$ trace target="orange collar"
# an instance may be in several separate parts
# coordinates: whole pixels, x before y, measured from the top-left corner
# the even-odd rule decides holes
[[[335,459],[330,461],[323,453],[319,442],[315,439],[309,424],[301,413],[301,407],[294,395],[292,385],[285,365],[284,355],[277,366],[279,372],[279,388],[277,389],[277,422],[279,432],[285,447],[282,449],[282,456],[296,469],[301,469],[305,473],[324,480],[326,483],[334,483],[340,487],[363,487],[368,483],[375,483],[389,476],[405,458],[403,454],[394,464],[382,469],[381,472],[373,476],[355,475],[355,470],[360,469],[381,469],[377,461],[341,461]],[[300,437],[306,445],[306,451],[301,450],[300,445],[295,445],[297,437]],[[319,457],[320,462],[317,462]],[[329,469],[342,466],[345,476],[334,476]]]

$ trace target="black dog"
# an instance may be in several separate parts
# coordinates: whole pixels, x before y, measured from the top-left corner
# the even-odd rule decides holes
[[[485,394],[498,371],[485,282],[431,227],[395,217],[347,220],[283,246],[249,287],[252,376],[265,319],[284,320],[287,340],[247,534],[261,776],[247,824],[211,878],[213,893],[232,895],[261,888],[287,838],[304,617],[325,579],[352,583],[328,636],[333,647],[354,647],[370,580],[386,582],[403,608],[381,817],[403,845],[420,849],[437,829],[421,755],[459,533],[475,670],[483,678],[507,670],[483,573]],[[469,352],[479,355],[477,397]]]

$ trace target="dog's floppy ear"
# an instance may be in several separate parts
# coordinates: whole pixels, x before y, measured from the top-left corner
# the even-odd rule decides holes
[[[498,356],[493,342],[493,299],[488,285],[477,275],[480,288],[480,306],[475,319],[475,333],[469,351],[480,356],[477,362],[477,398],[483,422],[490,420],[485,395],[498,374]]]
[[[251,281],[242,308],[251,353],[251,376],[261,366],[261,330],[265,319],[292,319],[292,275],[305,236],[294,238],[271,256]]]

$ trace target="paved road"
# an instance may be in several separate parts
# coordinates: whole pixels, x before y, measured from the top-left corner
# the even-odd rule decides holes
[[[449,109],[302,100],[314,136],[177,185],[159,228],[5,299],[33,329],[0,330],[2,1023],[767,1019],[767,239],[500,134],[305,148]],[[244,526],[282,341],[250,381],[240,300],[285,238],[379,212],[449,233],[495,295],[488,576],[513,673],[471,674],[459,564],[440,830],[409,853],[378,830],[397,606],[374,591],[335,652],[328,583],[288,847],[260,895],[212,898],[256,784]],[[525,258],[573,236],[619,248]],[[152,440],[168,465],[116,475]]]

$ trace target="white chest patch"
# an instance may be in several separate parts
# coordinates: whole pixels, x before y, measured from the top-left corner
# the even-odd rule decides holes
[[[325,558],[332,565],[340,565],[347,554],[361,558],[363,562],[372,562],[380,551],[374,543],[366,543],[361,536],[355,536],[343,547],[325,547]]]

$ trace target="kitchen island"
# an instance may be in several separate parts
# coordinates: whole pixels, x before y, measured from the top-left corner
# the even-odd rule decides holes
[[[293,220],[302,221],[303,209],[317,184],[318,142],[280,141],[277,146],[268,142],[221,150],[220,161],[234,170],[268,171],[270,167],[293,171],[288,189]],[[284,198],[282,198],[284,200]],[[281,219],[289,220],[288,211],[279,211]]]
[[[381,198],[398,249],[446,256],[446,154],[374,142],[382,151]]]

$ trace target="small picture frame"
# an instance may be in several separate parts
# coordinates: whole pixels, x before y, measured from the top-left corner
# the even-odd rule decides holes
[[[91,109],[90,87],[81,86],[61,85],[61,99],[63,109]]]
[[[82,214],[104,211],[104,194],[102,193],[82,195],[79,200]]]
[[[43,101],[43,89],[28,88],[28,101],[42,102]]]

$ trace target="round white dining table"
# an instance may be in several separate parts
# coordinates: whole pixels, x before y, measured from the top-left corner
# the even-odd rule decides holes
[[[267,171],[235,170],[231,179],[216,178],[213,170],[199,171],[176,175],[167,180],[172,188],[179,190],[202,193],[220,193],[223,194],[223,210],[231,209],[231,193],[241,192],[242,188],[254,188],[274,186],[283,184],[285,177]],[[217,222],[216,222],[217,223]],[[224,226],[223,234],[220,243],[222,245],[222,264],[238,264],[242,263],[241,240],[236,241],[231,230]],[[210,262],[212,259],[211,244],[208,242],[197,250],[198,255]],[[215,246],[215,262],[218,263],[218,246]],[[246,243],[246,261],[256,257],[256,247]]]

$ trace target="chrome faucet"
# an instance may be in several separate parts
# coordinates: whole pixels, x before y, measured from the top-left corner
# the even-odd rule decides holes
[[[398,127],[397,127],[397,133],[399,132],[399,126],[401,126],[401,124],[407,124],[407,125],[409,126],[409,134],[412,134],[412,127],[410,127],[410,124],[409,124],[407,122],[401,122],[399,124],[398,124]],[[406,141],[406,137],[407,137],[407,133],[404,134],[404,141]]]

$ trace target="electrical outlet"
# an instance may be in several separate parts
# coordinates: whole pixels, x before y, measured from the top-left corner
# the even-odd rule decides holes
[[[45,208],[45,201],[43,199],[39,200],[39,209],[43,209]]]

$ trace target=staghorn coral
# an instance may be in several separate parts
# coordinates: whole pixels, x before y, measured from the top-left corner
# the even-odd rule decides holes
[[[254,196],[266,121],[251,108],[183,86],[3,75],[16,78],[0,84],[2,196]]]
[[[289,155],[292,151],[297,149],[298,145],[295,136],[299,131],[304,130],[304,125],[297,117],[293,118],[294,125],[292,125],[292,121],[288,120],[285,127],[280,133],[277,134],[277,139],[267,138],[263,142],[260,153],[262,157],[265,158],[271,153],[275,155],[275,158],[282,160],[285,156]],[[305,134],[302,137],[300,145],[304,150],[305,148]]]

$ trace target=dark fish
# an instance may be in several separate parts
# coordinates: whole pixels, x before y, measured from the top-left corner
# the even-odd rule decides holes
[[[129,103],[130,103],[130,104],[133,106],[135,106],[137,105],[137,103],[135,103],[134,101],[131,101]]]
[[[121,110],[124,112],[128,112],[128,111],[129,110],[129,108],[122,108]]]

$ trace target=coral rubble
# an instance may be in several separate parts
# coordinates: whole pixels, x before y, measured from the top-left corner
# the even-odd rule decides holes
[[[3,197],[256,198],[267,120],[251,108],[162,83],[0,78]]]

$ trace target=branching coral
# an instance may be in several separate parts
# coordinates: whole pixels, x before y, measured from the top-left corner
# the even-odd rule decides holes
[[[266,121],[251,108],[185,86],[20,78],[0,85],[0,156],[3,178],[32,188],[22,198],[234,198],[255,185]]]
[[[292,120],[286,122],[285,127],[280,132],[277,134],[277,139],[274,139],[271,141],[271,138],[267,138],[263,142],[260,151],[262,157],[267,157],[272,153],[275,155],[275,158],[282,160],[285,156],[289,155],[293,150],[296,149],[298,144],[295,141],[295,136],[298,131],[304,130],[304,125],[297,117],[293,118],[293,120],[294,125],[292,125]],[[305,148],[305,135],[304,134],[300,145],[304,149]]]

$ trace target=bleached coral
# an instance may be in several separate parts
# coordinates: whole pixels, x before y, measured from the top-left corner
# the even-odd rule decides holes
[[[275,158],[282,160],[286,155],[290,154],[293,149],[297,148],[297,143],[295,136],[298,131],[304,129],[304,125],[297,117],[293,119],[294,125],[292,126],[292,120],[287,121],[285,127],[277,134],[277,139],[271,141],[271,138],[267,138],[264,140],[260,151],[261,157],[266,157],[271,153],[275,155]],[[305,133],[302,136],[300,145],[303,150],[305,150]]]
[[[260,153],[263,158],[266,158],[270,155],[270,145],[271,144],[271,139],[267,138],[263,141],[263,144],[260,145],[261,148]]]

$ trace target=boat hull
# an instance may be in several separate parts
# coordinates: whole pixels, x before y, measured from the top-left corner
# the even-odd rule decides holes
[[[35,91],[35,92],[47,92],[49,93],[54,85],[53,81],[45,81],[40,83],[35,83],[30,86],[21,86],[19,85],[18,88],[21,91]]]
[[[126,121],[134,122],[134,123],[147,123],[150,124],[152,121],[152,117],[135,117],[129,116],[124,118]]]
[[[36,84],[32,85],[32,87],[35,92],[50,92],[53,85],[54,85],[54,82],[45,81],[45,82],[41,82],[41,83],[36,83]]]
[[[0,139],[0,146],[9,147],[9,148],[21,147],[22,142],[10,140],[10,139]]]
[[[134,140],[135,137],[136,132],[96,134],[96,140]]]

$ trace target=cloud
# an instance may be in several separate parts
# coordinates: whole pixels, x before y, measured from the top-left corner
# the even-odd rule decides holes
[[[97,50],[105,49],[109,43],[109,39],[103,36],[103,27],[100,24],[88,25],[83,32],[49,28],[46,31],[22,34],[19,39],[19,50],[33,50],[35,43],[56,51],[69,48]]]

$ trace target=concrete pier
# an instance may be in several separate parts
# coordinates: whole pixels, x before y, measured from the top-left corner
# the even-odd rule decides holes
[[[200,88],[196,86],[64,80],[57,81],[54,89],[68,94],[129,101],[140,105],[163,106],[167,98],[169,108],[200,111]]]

————————

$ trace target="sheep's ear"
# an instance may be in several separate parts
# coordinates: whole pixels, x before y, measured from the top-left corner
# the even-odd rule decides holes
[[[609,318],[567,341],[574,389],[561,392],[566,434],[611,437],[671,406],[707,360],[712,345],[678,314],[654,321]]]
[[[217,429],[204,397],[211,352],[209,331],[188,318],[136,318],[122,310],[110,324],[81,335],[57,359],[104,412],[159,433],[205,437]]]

————————

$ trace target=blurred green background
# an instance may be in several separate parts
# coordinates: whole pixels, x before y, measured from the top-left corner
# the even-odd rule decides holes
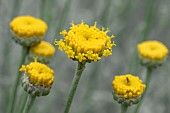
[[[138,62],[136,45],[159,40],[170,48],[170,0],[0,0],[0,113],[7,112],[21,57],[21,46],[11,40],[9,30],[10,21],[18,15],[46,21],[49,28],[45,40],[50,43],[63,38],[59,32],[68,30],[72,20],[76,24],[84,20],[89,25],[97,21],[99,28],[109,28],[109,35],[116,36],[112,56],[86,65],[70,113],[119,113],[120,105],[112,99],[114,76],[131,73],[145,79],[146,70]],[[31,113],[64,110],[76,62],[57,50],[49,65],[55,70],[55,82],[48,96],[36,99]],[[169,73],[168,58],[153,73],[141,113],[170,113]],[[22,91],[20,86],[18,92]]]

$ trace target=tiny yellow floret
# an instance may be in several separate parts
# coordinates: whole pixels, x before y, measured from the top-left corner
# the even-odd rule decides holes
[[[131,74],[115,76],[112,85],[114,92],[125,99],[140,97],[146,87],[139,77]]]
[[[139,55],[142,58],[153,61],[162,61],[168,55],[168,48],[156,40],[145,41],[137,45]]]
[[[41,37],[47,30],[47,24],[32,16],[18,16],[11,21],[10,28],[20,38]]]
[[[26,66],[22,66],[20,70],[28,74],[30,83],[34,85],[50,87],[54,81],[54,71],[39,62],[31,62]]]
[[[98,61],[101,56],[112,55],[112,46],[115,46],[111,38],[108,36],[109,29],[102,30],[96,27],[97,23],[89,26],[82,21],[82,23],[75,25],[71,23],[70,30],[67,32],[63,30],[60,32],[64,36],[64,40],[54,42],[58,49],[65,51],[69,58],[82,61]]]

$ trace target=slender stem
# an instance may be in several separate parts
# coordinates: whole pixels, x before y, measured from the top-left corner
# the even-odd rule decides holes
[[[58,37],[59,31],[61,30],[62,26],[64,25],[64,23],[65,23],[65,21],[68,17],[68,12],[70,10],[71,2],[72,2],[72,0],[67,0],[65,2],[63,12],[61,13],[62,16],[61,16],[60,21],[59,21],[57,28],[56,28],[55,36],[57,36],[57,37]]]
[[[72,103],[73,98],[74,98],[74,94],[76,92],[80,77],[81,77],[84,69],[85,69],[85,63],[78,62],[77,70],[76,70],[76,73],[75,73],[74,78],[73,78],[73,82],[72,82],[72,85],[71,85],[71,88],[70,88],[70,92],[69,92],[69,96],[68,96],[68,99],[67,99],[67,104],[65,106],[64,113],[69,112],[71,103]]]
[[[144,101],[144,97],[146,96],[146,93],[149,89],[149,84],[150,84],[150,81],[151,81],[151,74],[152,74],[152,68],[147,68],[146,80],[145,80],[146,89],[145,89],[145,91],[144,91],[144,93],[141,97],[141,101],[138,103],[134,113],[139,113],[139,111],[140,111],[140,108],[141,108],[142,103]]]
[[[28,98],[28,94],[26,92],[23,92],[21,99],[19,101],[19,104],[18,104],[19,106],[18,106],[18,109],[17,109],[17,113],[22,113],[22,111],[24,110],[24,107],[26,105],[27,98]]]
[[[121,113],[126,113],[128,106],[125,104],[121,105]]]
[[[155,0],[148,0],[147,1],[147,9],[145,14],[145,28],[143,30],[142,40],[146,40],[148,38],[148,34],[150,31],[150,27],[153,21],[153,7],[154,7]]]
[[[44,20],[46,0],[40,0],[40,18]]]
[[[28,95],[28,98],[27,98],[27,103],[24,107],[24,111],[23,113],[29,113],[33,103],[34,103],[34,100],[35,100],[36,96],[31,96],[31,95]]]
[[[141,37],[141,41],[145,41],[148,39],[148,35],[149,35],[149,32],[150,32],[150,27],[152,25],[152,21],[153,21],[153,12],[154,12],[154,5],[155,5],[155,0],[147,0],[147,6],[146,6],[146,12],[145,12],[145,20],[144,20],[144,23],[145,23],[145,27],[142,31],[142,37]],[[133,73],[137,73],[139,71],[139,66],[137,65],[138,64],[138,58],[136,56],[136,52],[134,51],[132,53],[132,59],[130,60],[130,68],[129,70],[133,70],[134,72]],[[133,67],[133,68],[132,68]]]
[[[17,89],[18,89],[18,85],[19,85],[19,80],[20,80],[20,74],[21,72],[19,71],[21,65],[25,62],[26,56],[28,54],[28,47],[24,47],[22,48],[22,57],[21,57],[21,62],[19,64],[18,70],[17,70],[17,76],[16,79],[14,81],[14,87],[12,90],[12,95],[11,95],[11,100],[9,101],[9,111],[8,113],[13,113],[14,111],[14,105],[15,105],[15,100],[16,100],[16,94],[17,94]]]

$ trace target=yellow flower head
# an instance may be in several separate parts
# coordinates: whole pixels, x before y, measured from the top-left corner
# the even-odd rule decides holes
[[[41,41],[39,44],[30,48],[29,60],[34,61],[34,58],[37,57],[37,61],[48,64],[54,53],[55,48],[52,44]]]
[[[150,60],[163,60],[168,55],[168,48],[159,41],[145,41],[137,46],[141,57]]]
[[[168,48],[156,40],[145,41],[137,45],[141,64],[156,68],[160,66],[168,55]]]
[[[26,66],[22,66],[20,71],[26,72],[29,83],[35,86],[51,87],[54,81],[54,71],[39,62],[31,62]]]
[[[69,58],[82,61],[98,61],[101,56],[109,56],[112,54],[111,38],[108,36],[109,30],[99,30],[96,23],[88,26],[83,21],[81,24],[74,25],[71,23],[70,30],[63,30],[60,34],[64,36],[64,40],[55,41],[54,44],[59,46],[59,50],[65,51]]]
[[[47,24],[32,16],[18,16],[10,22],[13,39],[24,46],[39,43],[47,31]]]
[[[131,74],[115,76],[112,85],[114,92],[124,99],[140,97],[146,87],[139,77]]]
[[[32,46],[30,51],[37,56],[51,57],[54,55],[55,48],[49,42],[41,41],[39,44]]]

————————

Report how many lines of the listing above contain the string "yellow", with case counting. Give only the number.

Final result:
2